Copy every one of the records below word for word.

WORKING DATA:
########################################

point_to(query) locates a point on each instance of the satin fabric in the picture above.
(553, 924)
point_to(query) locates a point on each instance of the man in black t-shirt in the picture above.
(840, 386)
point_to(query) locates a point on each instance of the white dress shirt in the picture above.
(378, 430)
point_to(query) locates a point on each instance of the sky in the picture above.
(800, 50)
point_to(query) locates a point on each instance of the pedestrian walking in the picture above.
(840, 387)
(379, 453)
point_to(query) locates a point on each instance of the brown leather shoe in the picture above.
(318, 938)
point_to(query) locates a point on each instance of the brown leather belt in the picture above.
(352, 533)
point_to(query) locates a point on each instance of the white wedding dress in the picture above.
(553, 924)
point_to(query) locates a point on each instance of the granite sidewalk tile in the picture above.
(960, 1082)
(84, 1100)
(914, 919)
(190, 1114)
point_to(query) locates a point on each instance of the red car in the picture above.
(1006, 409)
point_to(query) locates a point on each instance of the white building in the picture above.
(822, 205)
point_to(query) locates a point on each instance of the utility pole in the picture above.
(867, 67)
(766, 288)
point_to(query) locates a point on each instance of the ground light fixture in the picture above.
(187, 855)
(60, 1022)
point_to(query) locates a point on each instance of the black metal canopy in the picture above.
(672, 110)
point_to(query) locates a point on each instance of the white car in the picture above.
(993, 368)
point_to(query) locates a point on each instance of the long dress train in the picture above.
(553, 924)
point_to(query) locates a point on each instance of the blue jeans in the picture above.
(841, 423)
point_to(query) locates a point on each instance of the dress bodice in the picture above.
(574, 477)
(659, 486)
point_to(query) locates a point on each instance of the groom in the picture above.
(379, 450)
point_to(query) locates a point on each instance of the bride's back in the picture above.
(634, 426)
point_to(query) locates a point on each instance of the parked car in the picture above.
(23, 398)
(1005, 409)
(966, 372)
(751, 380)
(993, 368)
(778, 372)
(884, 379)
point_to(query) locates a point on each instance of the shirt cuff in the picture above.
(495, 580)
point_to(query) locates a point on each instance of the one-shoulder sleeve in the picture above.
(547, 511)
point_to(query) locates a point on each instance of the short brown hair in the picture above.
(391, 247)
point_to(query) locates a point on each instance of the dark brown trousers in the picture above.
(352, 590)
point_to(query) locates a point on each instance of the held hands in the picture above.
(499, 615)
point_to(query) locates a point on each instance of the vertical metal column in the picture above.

########################################

THE SOLUTION:
point_to(query) locates a point on each instance of the satin fabric in the picture above.
(553, 924)
point_to(query) locates a point on each instance of the man in black t-shirt in the picture above.
(840, 386)
point_to(query) locates a point on each instance of the white dress shirt in the picture above.
(378, 430)
point_to(query) locates a point on each instance of the sky in the picture above.
(800, 50)
point_to(query) locates a point on each instance of the pedestrian walking in the picture above.
(840, 387)
(379, 453)
point_to(query) locates a point on each instance of the brown leather shoe in the picture above.
(318, 938)
point_to(query) locates a point on each instance of the brown leather belt in the picture above.
(352, 533)
point_to(query) locates a point on each instance of the white wedding dress in the picture above.
(553, 924)
point_to(query) locates a point on each instance of the granite sidewalk tile in the picture above.
(960, 1082)
(84, 1100)
(914, 919)
(190, 1114)
point_to(query) locates a point on each instance of the red car in the picture above.
(1006, 409)
point_to(query) locates a point on each instance of the white building in the picture above.
(822, 205)
point_to(query) locates a point on each instance of the utility pole in the picture above.
(867, 67)
(766, 288)
point_to(query) locates a point on each instance of the ground light fixture in the picture above.
(187, 855)
(60, 1022)
point_to(query) locates a point on each instance of the black metal canopy in the picture above.
(672, 110)
point_to(query) locates a point on each instance of the white car in the picture above.
(993, 368)
point_to(query) locates a point on each instance of the long dress train in the picture above.
(553, 924)
point_to(query) locates a point on each instance of the blue jeans in the picture above.
(841, 423)
point_to(query) locates a point on each instance of the dress bodice in the picture above.
(574, 477)
(659, 486)
point_to(query) locates a point on each instance of the groom in the picture above.
(379, 450)
point_to(query) locates a point on each instance of the bride's back in the picture above.
(634, 426)
point_to(query) locates a point on each instance of the parked car in the picture above.
(23, 398)
(1005, 409)
(966, 372)
(751, 380)
(993, 368)
(778, 372)
(884, 379)
point_to(query) locates a point on each instance of the shirt cuff in the picture above.
(495, 580)
point_to(query) locates a point on each instance of the one-shoulder sleeve in the picture above.
(547, 511)
point_to(query) locates a point on each instance of the short brown hair in the picture above.
(391, 247)
point_to(query) locates a point on each instance of the dark brown trousers in the picture above.
(352, 590)
point_to(query) locates a point on each instance of the held hands in the picture above.
(499, 615)
point_to(query) locates a point on each instance of the vertical metal column in the picture above.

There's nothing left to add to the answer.